───── SOURCE DATA

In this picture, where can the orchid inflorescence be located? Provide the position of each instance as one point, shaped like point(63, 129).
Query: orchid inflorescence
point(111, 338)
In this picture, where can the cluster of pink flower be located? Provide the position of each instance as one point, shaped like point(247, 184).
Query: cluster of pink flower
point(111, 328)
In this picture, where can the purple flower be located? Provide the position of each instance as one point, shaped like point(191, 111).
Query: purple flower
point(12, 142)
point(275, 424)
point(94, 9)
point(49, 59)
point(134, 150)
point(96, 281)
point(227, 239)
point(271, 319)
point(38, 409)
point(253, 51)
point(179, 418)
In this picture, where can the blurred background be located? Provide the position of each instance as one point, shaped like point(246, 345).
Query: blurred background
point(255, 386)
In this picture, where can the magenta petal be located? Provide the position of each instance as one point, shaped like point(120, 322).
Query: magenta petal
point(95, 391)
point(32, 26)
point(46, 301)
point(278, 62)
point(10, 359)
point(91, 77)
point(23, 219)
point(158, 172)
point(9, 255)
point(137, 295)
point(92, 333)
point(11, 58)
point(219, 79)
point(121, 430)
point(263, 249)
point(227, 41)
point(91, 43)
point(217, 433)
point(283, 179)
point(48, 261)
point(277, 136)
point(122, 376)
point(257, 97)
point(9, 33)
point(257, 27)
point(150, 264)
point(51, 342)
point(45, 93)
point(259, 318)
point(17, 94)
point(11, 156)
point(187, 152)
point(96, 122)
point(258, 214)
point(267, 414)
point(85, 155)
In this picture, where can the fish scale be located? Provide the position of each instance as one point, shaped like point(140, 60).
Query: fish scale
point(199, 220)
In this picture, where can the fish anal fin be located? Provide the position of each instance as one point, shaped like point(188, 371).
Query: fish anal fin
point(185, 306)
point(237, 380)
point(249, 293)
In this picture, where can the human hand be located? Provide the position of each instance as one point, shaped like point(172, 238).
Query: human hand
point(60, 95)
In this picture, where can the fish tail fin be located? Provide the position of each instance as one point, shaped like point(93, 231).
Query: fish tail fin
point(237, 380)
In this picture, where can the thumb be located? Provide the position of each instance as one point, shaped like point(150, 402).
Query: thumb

──────────
───── SOURCE DATA

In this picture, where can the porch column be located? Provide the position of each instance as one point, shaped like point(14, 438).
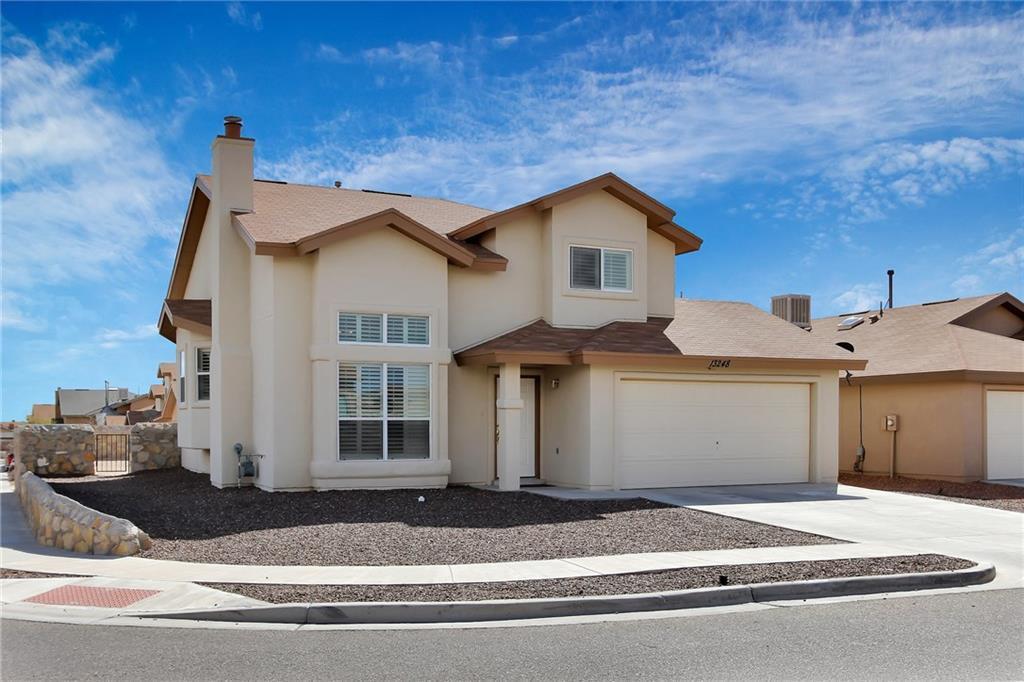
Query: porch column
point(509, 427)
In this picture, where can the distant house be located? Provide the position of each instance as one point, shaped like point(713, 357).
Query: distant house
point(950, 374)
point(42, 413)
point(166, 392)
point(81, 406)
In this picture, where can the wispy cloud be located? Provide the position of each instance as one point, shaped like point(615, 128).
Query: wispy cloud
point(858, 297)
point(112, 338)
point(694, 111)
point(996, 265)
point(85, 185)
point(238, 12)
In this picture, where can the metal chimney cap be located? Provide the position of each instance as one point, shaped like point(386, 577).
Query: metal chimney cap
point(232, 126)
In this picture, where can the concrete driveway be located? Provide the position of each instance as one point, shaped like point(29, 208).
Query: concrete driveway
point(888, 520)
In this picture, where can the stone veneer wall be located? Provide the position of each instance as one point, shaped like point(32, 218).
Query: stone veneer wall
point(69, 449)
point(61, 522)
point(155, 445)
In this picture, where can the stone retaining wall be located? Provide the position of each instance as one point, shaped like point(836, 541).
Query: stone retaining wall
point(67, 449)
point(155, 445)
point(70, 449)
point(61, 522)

──────────

Rescale the part of the data above that opens with the line containing "In this picture, where can the orchid" and closes with the line containing "point(249, 293)". Write out every line of it, multiplying each coordinate given as an answer by 0.6 and rounding to whole numbers with halves rounded up, and leave all other lines and numbers as they are.

In this picture, where can the orchid inflorescence be located? Provide the position of each instance as one point, shaped like point(63, 129).
Query: orchid inflorescence
point(67, 203)
In this picture, where can the cluster of pink flower be located? Provide the position of each instance as one point, shaped like point(247, 184).
Query: cluster of pink flower
point(67, 197)
In this picture, where can the purple flower be located? Provide the position of each instance as one point, shaped like point(191, 111).
Query: purple flower
point(7, 85)
point(165, 254)
point(56, 5)
point(29, 35)
point(80, 90)
point(58, 169)
point(136, 143)
point(163, 191)
point(23, 245)
point(152, 31)
point(107, 251)
In this picture, where can the blurred background be located? Provide the position of each instance as one point, shaped like point(246, 345).
Query: blurred background
point(153, 232)
In this picture, where can the magenta petal be located? Provide the position of each instance as one point, shaped like point(120, 322).
Query: magenta petal
point(57, 235)
point(19, 16)
point(28, 181)
point(167, 37)
point(6, 215)
point(55, 46)
point(14, 131)
point(95, 103)
point(5, 153)
point(82, 177)
point(55, 200)
point(7, 35)
point(131, 47)
point(73, 258)
point(158, 149)
point(136, 25)
point(55, 26)
point(130, 260)
point(170, 107)
point(29, 157)
point(166, 82)
point(73, 226)
point(154, 58)
point(5, 20)
point(154, 16)
point(90, 158)
point(31, 205)
point(27, 56)
point(155, 191)
point(10, 56)
point(7, 94)
point(112, 91)
point(58, 73)
point(155, 128)
point(160, 248)
point(51, 93)
In this picture, where can the fish scale be located? Provide the position of each instance as one point, shaped like point(140, 60).
Query: fish scale
point(119, 132)
In this picture, where can the fish anal fin be located? Provide the position of each instance as one point, shaped like point(188, 371).
Query: fish anal fin
point(111, 184)
point(142, 228)
point(149, 176)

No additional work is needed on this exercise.